How to complete this task —
Only one stretch of the data below is wanted: the lines from the one with "box: [739, 436, 754, 454]" through the one with "negative clicks: (828, 442) (801, 245)", repeated exactly.

Stored data entries

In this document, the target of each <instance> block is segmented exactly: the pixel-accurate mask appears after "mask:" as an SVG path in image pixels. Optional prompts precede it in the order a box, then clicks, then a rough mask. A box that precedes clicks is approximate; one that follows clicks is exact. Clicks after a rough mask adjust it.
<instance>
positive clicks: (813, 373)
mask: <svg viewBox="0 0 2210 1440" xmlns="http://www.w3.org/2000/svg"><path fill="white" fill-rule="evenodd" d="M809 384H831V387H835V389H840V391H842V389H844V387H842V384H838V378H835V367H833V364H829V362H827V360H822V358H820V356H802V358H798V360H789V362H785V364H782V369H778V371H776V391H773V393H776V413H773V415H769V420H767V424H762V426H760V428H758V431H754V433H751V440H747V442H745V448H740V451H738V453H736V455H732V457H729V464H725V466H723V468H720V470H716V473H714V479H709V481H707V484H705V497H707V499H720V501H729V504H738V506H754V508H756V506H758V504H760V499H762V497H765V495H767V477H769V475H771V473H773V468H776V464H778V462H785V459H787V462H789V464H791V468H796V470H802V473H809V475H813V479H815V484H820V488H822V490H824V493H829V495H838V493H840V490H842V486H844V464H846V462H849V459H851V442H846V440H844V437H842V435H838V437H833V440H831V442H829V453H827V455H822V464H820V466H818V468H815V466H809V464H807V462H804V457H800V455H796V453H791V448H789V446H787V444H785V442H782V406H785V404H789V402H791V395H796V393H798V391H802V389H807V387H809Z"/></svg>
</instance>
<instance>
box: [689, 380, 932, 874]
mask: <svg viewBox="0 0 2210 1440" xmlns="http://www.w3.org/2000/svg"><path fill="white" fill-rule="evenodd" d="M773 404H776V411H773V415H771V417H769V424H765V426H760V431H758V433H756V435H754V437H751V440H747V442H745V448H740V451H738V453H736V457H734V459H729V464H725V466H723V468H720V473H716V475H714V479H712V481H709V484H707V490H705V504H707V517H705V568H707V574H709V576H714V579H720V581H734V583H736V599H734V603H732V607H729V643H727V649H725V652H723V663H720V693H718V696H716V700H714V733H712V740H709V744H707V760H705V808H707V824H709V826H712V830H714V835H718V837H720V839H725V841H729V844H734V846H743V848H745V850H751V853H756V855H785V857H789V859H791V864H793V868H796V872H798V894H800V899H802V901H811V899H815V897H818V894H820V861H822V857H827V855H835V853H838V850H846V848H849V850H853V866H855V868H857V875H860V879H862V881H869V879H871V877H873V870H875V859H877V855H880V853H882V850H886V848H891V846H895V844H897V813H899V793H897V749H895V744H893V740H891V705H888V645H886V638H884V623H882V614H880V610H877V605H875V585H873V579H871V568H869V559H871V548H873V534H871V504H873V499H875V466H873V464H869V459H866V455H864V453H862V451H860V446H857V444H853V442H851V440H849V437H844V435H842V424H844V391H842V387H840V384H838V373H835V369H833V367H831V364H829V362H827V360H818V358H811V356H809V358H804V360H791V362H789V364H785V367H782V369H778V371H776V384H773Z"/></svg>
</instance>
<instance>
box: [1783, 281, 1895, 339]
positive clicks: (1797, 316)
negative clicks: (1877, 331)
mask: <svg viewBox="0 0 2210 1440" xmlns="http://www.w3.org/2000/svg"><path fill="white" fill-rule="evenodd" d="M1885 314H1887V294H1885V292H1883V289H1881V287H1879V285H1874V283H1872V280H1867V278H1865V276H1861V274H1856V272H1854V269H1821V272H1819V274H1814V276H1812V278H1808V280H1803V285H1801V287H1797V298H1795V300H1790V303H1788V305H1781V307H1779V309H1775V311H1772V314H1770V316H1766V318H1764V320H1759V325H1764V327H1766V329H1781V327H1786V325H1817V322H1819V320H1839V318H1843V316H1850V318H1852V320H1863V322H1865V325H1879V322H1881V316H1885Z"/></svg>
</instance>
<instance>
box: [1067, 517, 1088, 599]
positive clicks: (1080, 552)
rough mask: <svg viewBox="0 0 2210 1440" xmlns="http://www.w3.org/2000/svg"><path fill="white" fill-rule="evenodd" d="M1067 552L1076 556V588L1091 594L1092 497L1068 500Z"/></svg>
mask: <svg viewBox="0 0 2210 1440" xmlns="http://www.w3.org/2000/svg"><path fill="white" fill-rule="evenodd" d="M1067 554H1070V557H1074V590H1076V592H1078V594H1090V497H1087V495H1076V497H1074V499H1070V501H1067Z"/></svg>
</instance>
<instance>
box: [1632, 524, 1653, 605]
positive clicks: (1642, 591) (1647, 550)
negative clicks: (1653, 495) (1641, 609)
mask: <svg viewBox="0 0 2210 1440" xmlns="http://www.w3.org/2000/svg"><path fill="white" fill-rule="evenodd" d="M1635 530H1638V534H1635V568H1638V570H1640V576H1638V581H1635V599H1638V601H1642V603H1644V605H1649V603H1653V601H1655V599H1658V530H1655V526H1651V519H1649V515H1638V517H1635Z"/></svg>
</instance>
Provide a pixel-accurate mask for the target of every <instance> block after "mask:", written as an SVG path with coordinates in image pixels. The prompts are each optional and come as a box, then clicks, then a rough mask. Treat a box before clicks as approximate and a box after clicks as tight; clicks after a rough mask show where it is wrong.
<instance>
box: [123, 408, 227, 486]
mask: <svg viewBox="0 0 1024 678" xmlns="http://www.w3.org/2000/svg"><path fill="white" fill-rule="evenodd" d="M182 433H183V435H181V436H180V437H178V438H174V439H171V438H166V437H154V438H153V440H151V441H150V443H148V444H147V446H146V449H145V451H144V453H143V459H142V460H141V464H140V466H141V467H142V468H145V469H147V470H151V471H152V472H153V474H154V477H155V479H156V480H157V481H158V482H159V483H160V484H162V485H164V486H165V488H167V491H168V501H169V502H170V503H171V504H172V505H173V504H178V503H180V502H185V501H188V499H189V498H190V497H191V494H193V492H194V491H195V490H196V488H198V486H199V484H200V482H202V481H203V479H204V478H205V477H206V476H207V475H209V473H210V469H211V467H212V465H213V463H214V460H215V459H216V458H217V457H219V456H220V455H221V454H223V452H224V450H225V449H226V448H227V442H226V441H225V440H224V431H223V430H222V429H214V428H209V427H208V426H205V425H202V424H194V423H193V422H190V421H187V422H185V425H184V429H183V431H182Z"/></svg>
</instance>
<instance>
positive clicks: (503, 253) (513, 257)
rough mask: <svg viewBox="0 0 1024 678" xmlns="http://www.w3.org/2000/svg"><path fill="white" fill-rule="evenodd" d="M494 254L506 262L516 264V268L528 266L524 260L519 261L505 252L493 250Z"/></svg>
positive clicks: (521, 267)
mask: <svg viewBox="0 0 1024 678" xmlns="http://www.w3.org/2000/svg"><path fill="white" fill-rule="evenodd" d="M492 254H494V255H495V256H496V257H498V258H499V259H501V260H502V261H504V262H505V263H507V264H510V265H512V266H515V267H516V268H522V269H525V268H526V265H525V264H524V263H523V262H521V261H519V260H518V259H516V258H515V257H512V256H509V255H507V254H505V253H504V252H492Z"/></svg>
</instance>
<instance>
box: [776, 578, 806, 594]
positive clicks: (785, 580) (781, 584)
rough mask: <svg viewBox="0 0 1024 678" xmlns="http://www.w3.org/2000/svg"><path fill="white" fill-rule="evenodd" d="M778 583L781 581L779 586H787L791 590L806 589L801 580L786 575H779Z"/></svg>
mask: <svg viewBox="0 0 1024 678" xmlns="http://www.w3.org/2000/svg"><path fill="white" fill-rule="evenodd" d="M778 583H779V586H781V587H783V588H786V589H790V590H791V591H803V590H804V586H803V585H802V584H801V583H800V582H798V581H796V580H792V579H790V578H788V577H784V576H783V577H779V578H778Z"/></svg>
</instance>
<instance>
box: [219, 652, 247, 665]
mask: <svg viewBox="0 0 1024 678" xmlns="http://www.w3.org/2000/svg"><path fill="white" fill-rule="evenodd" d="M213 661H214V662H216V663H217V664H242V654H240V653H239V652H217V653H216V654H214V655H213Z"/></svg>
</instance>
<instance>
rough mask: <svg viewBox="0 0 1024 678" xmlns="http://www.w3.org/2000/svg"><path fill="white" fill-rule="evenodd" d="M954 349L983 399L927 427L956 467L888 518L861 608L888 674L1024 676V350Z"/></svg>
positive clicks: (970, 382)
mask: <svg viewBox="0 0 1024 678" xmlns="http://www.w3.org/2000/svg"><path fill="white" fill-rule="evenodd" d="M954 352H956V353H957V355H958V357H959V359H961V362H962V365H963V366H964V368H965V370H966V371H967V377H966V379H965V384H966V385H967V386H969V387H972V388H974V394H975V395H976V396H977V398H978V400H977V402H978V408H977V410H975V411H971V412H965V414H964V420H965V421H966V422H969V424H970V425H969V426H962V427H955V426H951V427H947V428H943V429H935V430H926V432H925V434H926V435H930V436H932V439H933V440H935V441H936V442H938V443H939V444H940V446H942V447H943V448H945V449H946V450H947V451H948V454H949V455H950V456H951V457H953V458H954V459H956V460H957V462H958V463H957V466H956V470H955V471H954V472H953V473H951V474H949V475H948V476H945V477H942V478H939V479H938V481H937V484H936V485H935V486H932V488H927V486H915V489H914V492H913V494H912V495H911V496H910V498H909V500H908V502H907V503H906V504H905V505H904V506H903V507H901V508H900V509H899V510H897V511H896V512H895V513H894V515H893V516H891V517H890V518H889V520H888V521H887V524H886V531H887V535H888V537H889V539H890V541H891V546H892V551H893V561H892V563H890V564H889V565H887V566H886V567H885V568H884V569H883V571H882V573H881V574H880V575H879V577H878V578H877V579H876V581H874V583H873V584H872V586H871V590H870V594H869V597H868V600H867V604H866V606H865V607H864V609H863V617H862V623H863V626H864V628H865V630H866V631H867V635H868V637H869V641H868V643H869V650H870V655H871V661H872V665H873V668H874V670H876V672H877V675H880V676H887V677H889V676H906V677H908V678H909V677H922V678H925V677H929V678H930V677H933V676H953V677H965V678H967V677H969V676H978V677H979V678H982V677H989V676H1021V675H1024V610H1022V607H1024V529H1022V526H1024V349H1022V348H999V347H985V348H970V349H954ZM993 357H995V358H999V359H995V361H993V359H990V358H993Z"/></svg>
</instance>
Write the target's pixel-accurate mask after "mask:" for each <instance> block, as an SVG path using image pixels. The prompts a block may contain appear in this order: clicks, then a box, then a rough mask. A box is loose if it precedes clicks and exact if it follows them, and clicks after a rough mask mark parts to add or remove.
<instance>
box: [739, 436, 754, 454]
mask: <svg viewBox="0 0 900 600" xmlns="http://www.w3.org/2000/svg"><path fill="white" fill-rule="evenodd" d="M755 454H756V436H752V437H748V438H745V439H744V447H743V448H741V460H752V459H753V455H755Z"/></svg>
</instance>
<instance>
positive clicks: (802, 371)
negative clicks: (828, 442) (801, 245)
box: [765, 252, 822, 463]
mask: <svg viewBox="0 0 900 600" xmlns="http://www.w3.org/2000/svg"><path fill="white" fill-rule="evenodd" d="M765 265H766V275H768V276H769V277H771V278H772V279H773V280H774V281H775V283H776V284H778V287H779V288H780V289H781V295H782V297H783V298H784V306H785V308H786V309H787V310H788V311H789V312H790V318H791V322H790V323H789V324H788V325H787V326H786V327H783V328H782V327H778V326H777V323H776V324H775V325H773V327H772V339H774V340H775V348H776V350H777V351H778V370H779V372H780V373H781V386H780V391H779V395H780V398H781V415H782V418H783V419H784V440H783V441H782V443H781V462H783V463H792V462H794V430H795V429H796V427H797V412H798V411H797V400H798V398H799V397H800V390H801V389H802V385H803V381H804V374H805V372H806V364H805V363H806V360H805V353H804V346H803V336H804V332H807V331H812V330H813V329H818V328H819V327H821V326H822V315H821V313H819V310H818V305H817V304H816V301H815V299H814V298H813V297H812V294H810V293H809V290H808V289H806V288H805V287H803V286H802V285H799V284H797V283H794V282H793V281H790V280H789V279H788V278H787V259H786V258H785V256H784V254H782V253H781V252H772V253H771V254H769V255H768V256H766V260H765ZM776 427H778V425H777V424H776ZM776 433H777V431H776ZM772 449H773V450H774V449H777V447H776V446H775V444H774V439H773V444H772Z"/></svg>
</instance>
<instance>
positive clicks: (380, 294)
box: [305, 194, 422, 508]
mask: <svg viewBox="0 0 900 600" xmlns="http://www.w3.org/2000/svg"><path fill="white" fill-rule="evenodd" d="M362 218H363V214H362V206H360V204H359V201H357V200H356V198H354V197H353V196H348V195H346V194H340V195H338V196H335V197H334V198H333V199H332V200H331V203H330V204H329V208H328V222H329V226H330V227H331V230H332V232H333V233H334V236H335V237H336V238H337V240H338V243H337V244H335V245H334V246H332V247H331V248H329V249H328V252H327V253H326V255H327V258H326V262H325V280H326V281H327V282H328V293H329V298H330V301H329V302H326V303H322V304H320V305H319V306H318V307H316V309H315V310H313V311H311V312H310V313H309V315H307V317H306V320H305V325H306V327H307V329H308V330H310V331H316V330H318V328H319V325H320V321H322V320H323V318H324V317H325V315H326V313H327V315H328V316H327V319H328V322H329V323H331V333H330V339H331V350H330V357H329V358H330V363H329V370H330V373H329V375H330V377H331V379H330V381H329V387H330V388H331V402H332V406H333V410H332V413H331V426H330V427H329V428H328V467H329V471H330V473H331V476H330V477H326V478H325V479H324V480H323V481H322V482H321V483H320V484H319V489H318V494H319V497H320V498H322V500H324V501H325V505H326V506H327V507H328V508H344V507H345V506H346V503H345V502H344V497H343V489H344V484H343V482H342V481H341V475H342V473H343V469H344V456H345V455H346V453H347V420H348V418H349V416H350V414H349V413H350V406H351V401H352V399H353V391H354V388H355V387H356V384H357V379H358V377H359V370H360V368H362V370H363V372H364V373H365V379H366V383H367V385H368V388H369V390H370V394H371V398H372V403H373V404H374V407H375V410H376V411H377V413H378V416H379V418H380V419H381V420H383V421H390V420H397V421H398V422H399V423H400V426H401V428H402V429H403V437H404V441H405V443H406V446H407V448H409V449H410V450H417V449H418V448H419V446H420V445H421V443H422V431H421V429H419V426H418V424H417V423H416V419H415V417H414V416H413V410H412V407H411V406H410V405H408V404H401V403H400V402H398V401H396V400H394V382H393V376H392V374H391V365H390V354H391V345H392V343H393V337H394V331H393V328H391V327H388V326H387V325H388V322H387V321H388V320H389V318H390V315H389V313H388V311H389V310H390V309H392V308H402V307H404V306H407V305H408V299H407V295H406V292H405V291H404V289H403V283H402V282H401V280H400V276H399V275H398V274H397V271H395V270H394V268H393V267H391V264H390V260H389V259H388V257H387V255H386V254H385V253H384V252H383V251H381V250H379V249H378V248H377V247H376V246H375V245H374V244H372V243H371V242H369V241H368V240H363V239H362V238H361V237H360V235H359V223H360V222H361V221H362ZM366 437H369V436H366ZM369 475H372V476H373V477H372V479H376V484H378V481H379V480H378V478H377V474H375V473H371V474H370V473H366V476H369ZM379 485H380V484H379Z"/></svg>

Output —
box: [739, 436, 754, 454]
mask: <svg viewBox="0 0 900 600" xmlns="http://www.w3.org/2000/svg"><path fill="white" fill-rule="evenodd" d="M755 454H756V436H752V437H748V438H745V439H744V447H743V448H741V460H752V459H753V455H755Z"/></svg>
</instance>
<instance>
positive clicks: (802, 371)
negative clicks: (828, 442) (801, 245)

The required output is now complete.